● **指示内容**: 下にあるアースソニックについてのインタビュー記事を、一字一句変えずに全文そのまま返してもらえますか？

● **出典**:

╭──

関係者の素顔に迫るインタビューを競馬ラボがオリジナルで独占掲載中!

白倉孝一調教助手

京阪杯を7番人気で制した後、2戦続けて惨敗しているアースソニックだが、そこから一変が同馬の歴史。相手関係は更に強化されるものの、虎視眈々と人気薄への激走に向け爪を研いでいる。さすがに控えめではあった白倉孝一調教助手だが、話の節々には気になるポイントが散らばっている。本命党はヒモ候補に、穴党は軸候補としてご検討いただきたい。

人気馬の一列後ろの位置が理想

-:よろしくお願いします。アースソニック(牡5、栗東・中竹厩舎)が厩舎に来たときは気性が荒かったのですか?

白倉孝一調教助手:脚をあげてもらったらクルっと回って落としたりする時が何回かありました。今は全然そんなことはありませんが。

-:そういうのは2歳の馬なら時々ありそうなシーンですよね。

白:それぐらいで、特に悪癖はないです。わりと乗りやすいですし、最近はだんだんと短距離馬らしくなってきて、坂路なんかやったら行きたがるようなところが出てきましたけどね。

-:去年の11月に京阪杯を桂川Sに続いて連勝しましたが、この時の勝ち時計がめちゃくちゃ速いですよね。10月に桂川Sを勝った時は芝の不良馬場で1分9秒という1200にしては遅い時計で勝っていたので、全然違う条件の京阪杯ではどうかと思っていたのですが、全く苦にしませんでしたね。

╰──

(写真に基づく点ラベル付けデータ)
╭──

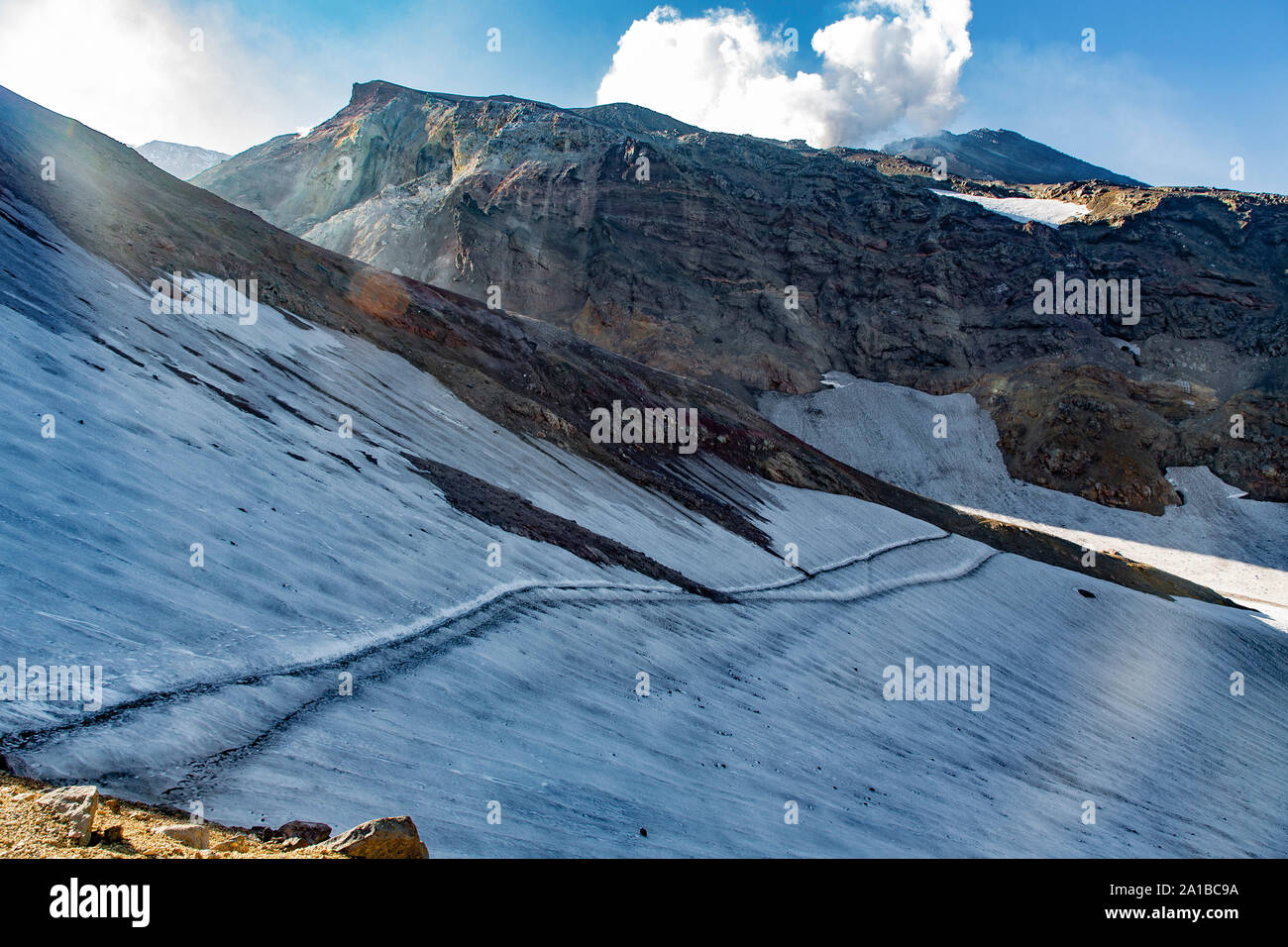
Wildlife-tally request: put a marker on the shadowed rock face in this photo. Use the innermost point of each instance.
(690, 269)
(526, 375)
(1003, 155)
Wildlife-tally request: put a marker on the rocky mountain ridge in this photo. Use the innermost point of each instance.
(759, 265)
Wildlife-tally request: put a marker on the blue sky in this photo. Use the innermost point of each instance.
(1172, 93)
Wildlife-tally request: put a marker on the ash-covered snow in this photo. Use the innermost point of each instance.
(1022, 209)
(518, 684)
(1216, 538)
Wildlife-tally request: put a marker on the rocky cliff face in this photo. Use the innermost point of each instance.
(758, 265)
(1003, 155)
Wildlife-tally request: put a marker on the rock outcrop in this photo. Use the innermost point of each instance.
(75, 808)
(381, 838)
(758, 265)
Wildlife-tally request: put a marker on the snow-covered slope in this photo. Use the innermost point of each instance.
(1044, 211)
(1235, 545)
(183, 161)
(519, 684)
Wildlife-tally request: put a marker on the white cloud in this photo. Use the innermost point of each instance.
(128, 68)
(881, 64)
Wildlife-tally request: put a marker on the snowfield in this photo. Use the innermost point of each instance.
(330, 560)
(1024, 209)
(1234, 545)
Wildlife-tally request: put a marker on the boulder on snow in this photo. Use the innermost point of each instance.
(380, 838)
(73, 806)
(191, 834)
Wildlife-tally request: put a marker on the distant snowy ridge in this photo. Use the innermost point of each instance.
(183, 161)
(520, 684)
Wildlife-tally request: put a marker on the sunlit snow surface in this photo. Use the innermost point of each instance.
(518, 684)
(1234, 545)
(1022, 209)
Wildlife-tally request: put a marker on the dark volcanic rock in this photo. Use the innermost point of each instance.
(546, 211)
(1003, 155)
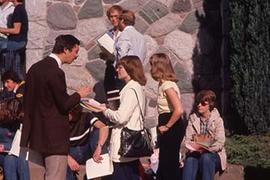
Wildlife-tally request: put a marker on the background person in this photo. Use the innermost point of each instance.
(170, 125)
(205, 121)
(82, 124)
(15, 168)
(130, 42)
(6, 11)
(17, 36)
(46, 107)
(130, 70)
(112, 84)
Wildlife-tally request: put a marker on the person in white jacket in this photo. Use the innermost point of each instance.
(130, 41)
(130, 70)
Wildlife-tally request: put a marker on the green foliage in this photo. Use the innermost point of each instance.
(250, 62)
(249, 150)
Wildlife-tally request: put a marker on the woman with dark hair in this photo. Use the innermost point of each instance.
(132, 103)
(170, 126)
(205, 126)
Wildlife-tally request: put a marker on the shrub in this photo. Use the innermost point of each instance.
(251, 150)
(250, 62)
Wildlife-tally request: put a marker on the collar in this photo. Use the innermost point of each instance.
(7, 6)
(17, 86)
(130, 83)
(59, 62)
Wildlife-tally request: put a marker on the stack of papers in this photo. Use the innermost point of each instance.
(91, 105)
(106, 42)
(94, 170)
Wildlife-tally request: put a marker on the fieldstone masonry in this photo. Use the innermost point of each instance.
(176, 27)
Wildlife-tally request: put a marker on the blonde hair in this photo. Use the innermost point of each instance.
(134, 68)
(161, 68)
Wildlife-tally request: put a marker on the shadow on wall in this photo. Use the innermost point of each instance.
(252, 173)
(207, 60)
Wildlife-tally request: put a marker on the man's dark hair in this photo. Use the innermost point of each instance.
(10, 75)
(128, 17)
(64, 42)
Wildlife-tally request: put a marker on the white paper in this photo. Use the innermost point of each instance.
(94, 170)
(31, 155)
(91, 104)
(107, 42)
(15, 146)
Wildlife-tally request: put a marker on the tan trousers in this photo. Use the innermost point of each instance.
(55, 167)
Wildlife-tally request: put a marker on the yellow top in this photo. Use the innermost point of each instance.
(163, 105)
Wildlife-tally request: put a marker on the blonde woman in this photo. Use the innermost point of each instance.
(170, 110)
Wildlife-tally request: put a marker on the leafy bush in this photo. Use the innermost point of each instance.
(250, 62)
(249, 150)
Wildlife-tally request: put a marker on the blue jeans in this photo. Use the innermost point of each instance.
(16, 168)
(3, 45)
(126, 170)
(82, 153)
(205, 165)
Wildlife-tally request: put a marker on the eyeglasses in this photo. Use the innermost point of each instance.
(203, 103)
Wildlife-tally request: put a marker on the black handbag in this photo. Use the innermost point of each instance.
(135, 143)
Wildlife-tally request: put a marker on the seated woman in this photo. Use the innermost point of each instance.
(82, 126)
(205, 138)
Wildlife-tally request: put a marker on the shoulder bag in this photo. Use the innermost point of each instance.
(135, 143)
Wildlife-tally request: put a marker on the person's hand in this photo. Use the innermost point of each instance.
(2, 148)
(103, 107)
(84, 91)
(73, 164)
(163, 129)
(96, 156)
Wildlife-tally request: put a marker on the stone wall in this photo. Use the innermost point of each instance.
(185, 29)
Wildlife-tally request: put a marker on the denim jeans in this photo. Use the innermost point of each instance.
(16, 168)
(82, 153)
(204, 165)
(3, 45)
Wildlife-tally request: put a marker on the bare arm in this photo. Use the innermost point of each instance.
(15, 30)
(103, 134)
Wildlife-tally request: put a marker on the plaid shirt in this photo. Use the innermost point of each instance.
(203, 127)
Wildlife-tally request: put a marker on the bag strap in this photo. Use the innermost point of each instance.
(139, 105)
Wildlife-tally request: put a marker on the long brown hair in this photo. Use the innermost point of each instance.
(206, 96)
(134, 68)
(161, 68)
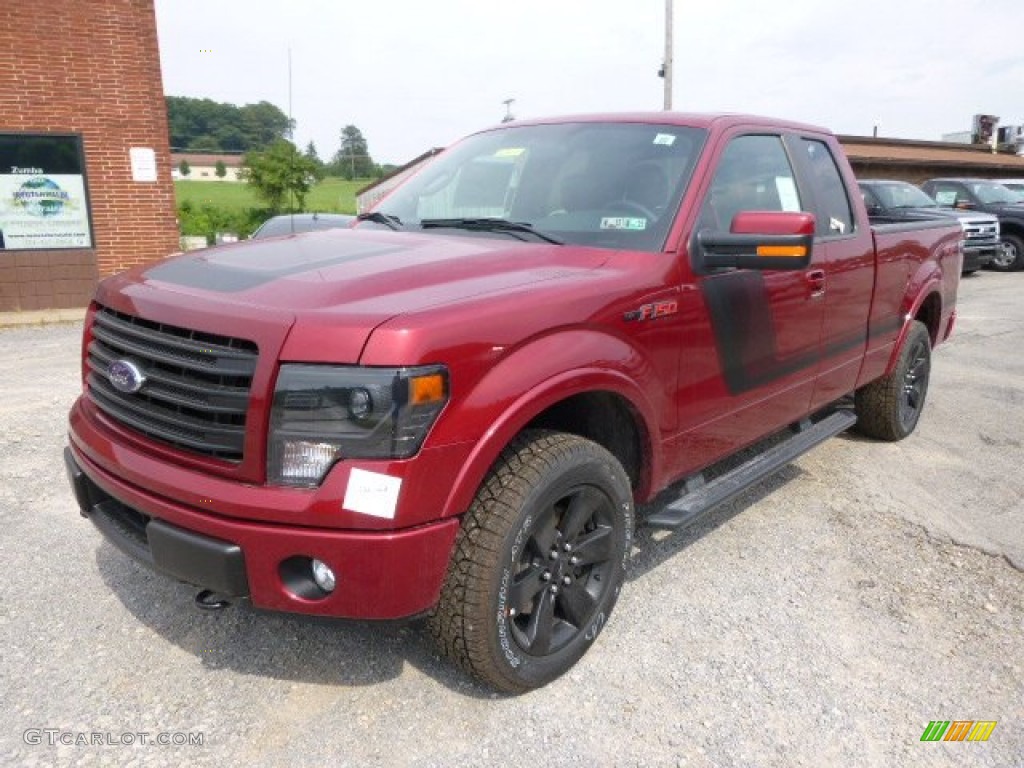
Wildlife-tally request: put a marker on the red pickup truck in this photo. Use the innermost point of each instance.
(453, 409)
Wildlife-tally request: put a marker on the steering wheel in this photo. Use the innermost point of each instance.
(633, 207)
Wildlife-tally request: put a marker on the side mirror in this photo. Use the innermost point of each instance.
(759, 240)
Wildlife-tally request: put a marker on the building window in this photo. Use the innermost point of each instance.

╰──

● **実行結果**:
関係者の素顔に迫るインタビューを競馬ラボがオリジナルで独占掲載中!

白倉孝一調教助手

京阪杯を7番人気で制した後、2戦続けて惨敗しているアースソニックだが、そこから一変が同馬の歴史。相手関係は更に強化されるものの、虎視眈々と人気薄への激走に向け爪を研いでいる。さすがに控えめではあった白倉孝一調教助手だが、話の節々には気になるポイントが散らばっている。本命党はヒモ候補に、穴党は軸候補としてご検討いただきたい。

人気馬の一列後ろの位置が理想

-:よろしくお願いします。アースソニック(牡5、栗東・中竹厩舎)が厩舎に来たときは気性が荒かったのですか?

白倉孝一調教助手:脚をあげてもらったらクルっと回って落としたりする時が何回かありました。今は全然そんなことはありませんが。

-:そういうのは2歳の馬なら時々ありそうなシーンですよね。

白:それぐらいで、特に悪癖はないです。わりと乗りやすいですし、最近はだんだんと短距離馬らしくなってきて、坂路なんかやったら行きたがるようなところが出てきましたけどね。

-:去年の11月に京阪杯を桂川Sに続いて連勝しましたが、この時の勝ち時計がめちゃくちゃ速いですよね。10月に桂川Sを勝った時は芝の不良馬場で1分9秒という1200にしては遅い時計で勝っていたので、全然違う条件の京阪杯ではどうかと思っていたのですが、全く苦にしませんでしたね。